* What the task asks *
Please write out exactly the lines of the data below from the line holding "Query: blue sky" through the line holding "Query: chamois nose", and leave out the rest.

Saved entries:
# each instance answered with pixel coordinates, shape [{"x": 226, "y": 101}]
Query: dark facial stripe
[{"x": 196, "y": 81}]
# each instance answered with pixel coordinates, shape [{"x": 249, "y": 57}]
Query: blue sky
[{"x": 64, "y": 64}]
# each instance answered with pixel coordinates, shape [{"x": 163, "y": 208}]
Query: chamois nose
==
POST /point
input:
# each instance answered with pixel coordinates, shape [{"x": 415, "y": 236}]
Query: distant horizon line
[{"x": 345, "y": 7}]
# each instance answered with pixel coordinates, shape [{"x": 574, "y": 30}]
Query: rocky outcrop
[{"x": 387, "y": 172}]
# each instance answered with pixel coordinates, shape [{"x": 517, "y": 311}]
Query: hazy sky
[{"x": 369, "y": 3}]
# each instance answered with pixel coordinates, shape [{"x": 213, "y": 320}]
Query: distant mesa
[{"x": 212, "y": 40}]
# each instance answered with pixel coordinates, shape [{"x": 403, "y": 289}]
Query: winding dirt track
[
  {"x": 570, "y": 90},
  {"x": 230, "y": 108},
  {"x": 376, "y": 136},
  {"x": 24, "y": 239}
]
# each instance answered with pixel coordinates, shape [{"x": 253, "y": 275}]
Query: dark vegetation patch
...
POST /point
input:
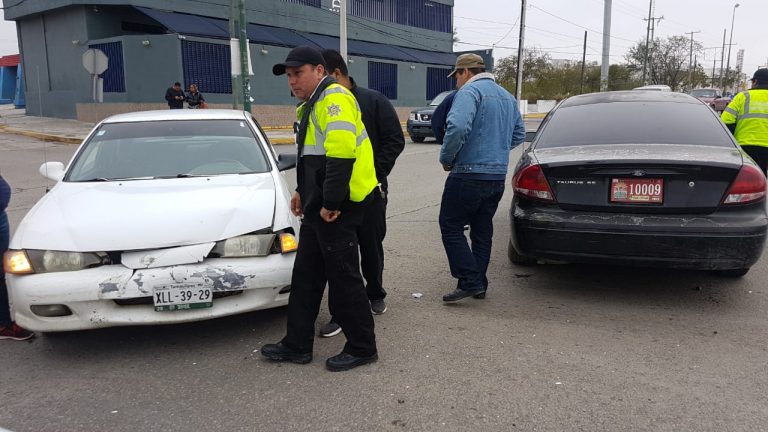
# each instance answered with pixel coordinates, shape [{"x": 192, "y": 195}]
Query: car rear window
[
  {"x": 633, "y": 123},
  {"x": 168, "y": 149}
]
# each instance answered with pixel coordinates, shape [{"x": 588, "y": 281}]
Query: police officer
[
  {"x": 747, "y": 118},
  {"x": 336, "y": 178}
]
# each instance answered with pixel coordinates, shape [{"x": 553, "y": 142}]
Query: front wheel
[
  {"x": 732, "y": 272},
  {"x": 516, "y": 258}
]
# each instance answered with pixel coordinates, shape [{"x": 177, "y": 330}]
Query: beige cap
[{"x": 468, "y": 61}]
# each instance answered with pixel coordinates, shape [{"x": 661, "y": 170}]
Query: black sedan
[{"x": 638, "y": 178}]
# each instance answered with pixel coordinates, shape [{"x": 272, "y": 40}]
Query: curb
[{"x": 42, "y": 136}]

* Task answer *
Query: blue sky
[{"x": 64, "y": 64}]
# each instance answered with pixel coordinates, shape [{"x": 163, "y": 208}]
Query: chamois nose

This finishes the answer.